*课文节选*:
从范宽的三段式到倪瓒的三段式以及之后明清的发展,绘画的发展几乎与中国园林的发展保持一致。从分析《蜀道图》切入,比对现存日本园林及中国明清园林,王欣感叹:如此陌生,却又一如往昔。日本园林大多仿照唐宋园林以山水为主题,面积较大,建筑只是作为点位零星出现。而明清则是建筑四面围合,中间“空出”自然,好似“碗内的自然”,可参照苏州半园、鹤园。
▲ 砖雕中的“咫尺天涯”
那么,园林中为什么需要折廊?以《金瓶梅》中插图及砖雕为例,王欣认为建筑被折为“之”字形是源于叙事的目的,相当于事件发展的“前场”、“中段”、“结尾”。甚至在3公分的砖雕中,也要造出“咫尺天涯”。“高远”发展到明清,表现的恰恰就是自下而上的叙事关系,“之”字形的转折更利于事件的铺陈。为此,王欣也特别为中国美术学院建筑艺术学院大二学生布置了“角钢形”的结构凭借住宅的设计任务,以期学生能够体会“高远”自下而上的叙事铺陈。
实际上,“三远”并非决然对立,如果把“高远”放平,以特殊的视野来体验,便会转化为“平远”;同时,“高远”自下而上的叙事也并非表达如登山一般的垂直空间,而应该被理解为描述纵深的“深远”。
▲ 沈周《雪山图》局部
沈周的《雪山图》是表现“平远”的长卷代表作。王欣认为,画面的边界的作用并非压扁景框,而是作为事件起始点和消失点,相当于园林中的围墙。这个围墙是一个生发的面,也是一个逃逸的面。
身体性的体验——假借山水的“烟云供养”
▲ 王欣讲担当作品
在王欣看来,绘画当中山水的意识改变和园林当中最重要的东西——假山——有关。为什么叫假山?“假山”中这个“假”某种意义上其实是“借”的意思,就是我借山而来。其实是一个转换问题,如果你把这个山缩小成一个小小的土坡,那其实跟人是没关系的。所以,真山水真正跟人发生的关系,是身体感受到的东西,你只要把人和山水之间的身体性的体验带到园林中来,实际上你就是把山水带进来了。这不是一个形象、体量的问题,也绝非视觉上的问题,是身体的问题。

[已存条目]

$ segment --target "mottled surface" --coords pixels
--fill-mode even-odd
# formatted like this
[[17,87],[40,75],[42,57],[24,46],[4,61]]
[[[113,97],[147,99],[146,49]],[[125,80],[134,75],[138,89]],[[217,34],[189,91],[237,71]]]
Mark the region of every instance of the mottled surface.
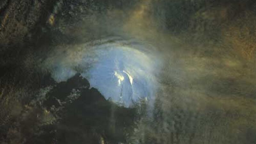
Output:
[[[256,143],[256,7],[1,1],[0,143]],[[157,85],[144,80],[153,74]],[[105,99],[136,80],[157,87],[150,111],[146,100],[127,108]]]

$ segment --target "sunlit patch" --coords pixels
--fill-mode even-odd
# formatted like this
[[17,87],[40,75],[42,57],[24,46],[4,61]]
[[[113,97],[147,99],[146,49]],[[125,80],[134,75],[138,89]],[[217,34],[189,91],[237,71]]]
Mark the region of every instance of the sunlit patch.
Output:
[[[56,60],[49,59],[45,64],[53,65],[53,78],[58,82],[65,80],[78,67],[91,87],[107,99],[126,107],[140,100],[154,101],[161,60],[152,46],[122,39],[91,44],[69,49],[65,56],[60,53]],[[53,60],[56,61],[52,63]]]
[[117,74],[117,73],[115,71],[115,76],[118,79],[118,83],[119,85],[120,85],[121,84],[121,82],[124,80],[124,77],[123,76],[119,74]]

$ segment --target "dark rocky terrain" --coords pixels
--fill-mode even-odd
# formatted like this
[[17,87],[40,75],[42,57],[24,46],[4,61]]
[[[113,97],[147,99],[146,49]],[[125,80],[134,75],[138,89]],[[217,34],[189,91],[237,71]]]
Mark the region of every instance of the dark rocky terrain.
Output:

*题目 A*: 收集条目中所有含有字符串“pixels”的行，逐行照录，区分大小写。
*题目 B*: 请接着关于园林与山水画的文段的最后一句往下写。
这些条目与关于园林与山水画的文段并无关联。

*练习输出 A*:
$ segment --target "mottled surface" --coords pixels
$ segment --target "sunlit patch" --coords pixels
$ segment --target "dark rocky terrain" --coords pixels

*练习输出 B*:
在担当的这幅绘画当中,大家可以看到,它这里面没有谈山水,题款是“烟云供养”。这个山对于担当(明末禅师画家)来说就是一个异化物,就是跟云烟是一样的。实际上就是说,中国文人最感兴趣的一样东西,它不指向真山水,也不指向真正的云雾,它是一种难以名状的、无法用欧氏几何概括的异化物,是不可测量的。
▲ 吴彬的《十面灵壁图》
所以,像吴彬的《十面灵壁图》。一块小山子,居然可以画十个立面,实际上《十面灵壁图》的意思就是画不完,你经常换看的角度,它是可以无穷延伸出各自的形象,每一点点角度的变化,就会引起景色的陡变,所谓“八面玲珑”,没有所谓的“立面问题”。
王欣至今一直忘不了2004年王澍老师说的的一个事情:园林的房子大都是标准化的,不需要特别的设计,似乎是从一个字典里拿出来的。但是真正需要特别的设计的,具有建筑学意味的,就是假山。每一座假山设计营造都是要去单独面对的,每一座假山几乎就是一个房子,你可以在里面短暂起居。中国文人的理想居所的诗意指向就是洞穴。所以假山是一个别居,一个山居。现在看来,假山就是一个异化的,异度的建筑。
时空的并列——共时性的“平远”舞台
“平远”通常来干什么事?王欣认为其实跟拍集体照类似。《娄东十老图》是为了完整的表现娄东诗派十位成员的一种门派“集体照”,这种“并画”与名号的“并称”是同构的,这种方式在传统中国十分的普遍,不见得“并陈”的人处在完全重合的时间,也不见得都有交游的记录,只是一种后世想象编撰式的集萃。同样的,在戴进的《达摩六代祖师像》中,从达摩到慧能,实际上是一个时间的问题,好像禅宗六祖同时同处一个空间一般。这就是“平远”把不同时间、空间的东西并列在一起的一种方式。
▲ 戴进的《达摩六代祖师像》
▲ 民国时期苏州图书馆员工在可园的合影
王欣尤为喜爱民国时期苏州图书馆员工在可园拍摄的合影,并且认为拍摄合影当以此为典范。三五成群,每个人以自由自然的多样姿体呈现,人与人之间有选择性的组合,人与自然有着选择性姿态方式。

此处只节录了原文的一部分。